-- start --

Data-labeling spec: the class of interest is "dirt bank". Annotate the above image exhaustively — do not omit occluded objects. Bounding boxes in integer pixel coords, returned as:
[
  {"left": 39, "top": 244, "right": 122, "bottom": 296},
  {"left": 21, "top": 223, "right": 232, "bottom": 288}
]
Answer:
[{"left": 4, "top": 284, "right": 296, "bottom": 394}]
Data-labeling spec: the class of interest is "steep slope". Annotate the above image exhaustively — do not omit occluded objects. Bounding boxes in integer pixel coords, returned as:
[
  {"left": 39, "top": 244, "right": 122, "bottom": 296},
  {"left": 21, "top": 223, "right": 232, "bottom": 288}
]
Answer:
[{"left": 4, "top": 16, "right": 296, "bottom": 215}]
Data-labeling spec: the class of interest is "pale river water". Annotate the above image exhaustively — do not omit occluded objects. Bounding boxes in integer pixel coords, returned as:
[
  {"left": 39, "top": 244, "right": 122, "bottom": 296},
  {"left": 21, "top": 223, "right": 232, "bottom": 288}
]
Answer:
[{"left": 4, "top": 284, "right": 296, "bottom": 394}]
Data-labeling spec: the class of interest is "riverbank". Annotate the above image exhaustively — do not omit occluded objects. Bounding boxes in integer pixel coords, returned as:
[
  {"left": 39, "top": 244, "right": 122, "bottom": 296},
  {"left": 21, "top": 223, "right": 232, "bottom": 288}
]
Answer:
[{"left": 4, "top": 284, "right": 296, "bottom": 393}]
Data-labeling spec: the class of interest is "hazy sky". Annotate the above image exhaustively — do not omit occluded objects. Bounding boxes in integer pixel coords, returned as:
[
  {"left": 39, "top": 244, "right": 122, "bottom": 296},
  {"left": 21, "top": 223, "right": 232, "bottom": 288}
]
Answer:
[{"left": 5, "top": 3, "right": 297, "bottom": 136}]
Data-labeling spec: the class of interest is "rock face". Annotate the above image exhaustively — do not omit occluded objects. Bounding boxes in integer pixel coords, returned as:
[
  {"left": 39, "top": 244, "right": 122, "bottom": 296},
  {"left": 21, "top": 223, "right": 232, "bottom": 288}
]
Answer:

-- end --

Copy out every row above with its request, but multiply each bounding-box coordinate in the answers by 2.3 and round it to a whole number, rounding halves up. Keep the numbers in the requests and their format samples as they are.

Data-labeling spec: the class of interest is "dirt bank". Annotate the above image exhaustively — do not omit occluded objects. Bounding boxes in integer pixel coords, returned as:
[
  {"left": 39, "top": 244, "right": 122, "bottom": 296},
  {"left": 21, "top": 223, "right": 232, "bottom": 288}
]
Answer:
[{"left": 9, "top": 653, "right": 681, "bottom": 906}]
Data-labeling spec: the class of interest is "steep slope". Annotate the above image exhaustively — do not omit occluded objects. Bounding boxes in integer pixel coords, returned as:
[
  {"left": 39, "top": 244, "right": 122, "bottom": 296},
  {"left": 21, "top": 223, "right": 232, "bottom": 288}
]
Answer:
[{"left": 9, "top": 37, "right": 681, "bottom": 495}]
Data-labeling spec: the class of interest is "pale river water". Annotate the above image exhaustively — do not omit occluded objects. Bounding boxes in integer pixel coords, returned as:
[
  {"left": 39, "top": 244, "right": 122, "bottom": 296},
  {"left": 21, "top": 223, "right": 232, "bottom": 288}
]
Answer:
[{"left": 9, "top": 653, "right": 681, "bottom": 906}]
Data-labeling spec: the class of interest is "riverbank". Annotate the above image exhaustively — do not omit occluded objects. Bounding boxes in integer pixel coords, returned as:
[
  {"left": 39, "top": 244, "right": 122, "bottom": 296},
  {"left": 21, "top": 223, "right": 232, "bottom": 288}
]
Answer:
[{"left": 9, "top": 653, "right": 681, "bottom": 904}]
Data-labeling spec: the class of interest is "hazy sky". Annotate the above image exhaustively — do not omit occluded objects. Bounding boxes in integer pixel coords, returned as:
[
  {"left": 39, "top": 244, "right": 122, "bottom": 296},
  {"left": 21, "top": 223, "right": 232, "bottom": 288}
]
Answer:
[{"left": 12, "top": 7, "right": 683, "bottom": 313}]
Data-labeling spec: the class of interest is "rock face". Annotate the above image exhaustively — do not omit occluded objects. Bounding boxes in integer pixel coords, returned as:
[
  {"left": 39, "top": 244, "right": 122, "bottom": 296},
  {"left": 21, "top": 223, "right": 232, "bottom": 288}
]
Answer:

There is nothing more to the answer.